Former Executive Vice President at Hewlett-Packard

Ann Martinelli Livermore (born 23 August 1958) is a former Executive Vice President at Hewlett-Packard, where from 2004 until June 14, 2011, she led the HP Enterprise Business business unit of HP. After being relieved of day-to-day operations, she was elected to the board of directors of HP. At the time, she was a 29-year veteran of the company and among existing senior management, the longest-service executive.

==Life and career==

===Early life===
Livermore was born in Greensboro, North Carolina. She was the valedictorian at her North Carolina high school. She holds a bachelor's degree in economics from the University of North Carolina at Chapel Hill, where she was a Morehead Scholar, as well as an MBA from Stanford University.

===Hewlett-Packard===
Livermore came to HP right out of graduate school. Livermore has been at HP since 1982 and has worked in a variety of sales, marketing, and research and development jobs before being elected a corporate vice president in 1995.

In 1997, Livermore was elected to the board of directors of United Parcel Service.

In 1998, when head of HP's software and services business, the company's top executives agreed to put themselves through a 360-degree evaluation. Livermore observed: "I learned that I'm a very, very well-controlled executive, but that my employees like when I go off the handle every once in a while, you know, show my human side - It reinforced that leadership means touching people's hearts as well as their brains, so since then I haven't worried so much about keeping my lid on."

Livermore has been credited with steering HP away from its decentralized culture and hardware mentality and was the brains behind HP's E-services strategy. When HP CEO Lewis Platt announced in March 1999 that he would step down, Livermore confirmed that she wanted the job. Insiders say Livermore was the only internal candidate who made the short list, but, in July 1999, HP made the former Lucent Technologies executive Carly Fiorina the first female CEO of a Dow 30 company.

Beginning in 2004, Livermore led HP's Technology Solutions Group (renamed HP Enterprise Business in 2009), a US$30 billion-plus business that encompassed storage and servers, software and services. The products and services from this organization serve HP's business customers of all sizes in more than 170 countries. Once thought of as a costly distraction, this group is now seen as a source of future growth. Livermore's name was mentioned as a possible candidate to take over at HP when Carly Fiorina was ousted in February 2005 as CEO. Mark Hurd from NCR Corp. was instead picked to be HP's new CEO.

In the wake of HP pressuring employees to accept a 5% pay cut, it was revealed that Livermore's 2008 total compensation amounted to $20,551,493. In the same year, Mark Hurd as CEO reported his compensation to be $42,514,524.

Information shown:
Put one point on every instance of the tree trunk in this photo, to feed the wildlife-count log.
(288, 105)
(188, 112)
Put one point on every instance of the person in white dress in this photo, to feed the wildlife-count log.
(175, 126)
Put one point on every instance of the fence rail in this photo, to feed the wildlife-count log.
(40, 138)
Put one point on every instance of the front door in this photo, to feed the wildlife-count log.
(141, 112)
==
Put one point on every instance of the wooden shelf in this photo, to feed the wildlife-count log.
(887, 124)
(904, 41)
* * *
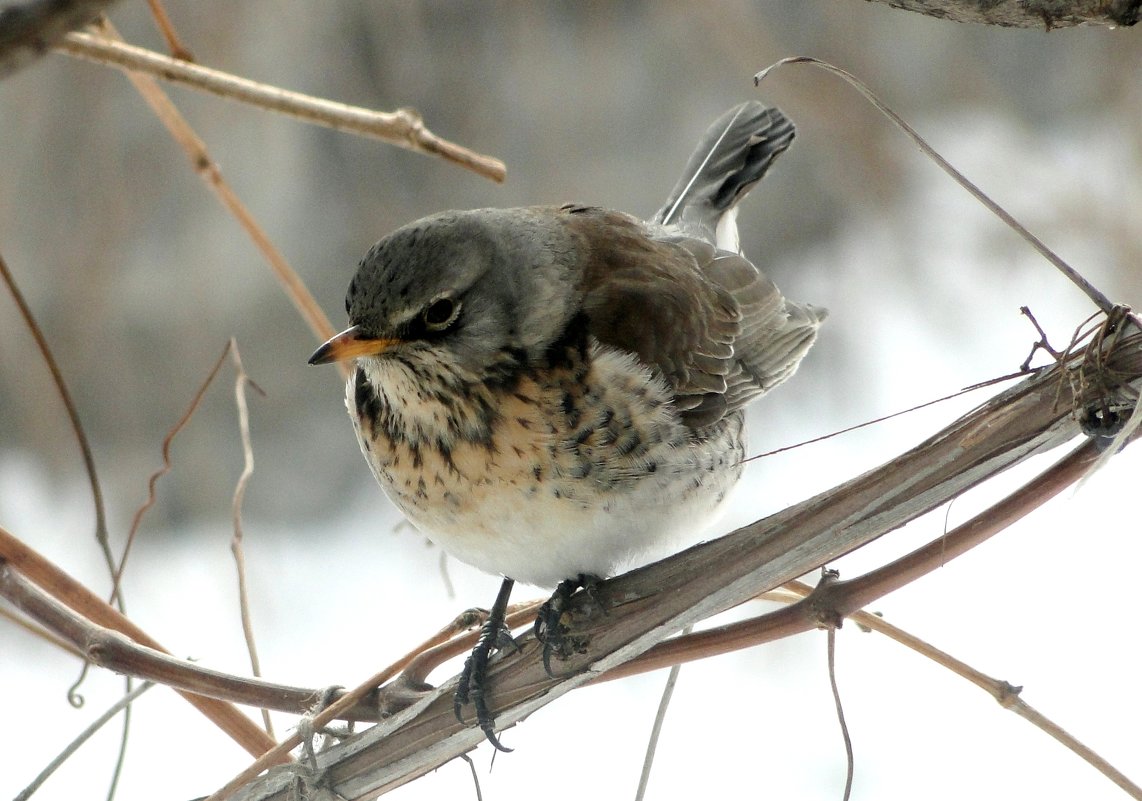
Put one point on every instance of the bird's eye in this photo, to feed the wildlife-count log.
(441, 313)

Your task: Translate this sentence from the profile of Ann Livermore into Spanish: "She holds a bachelor's degree in economics from the University of North Carolina at Chapel Hill, where she was a Morehead Scholar, as well as an MBA from Stanford University." This material has no connection to the profile of Ann Livermore.

Right answer: Tiene una licenciatura en economía por la Universidad de Carolina del Norte en Chapel Hill, donde fue becaria Morehead, así como un MBA por la Universidad de Stanford.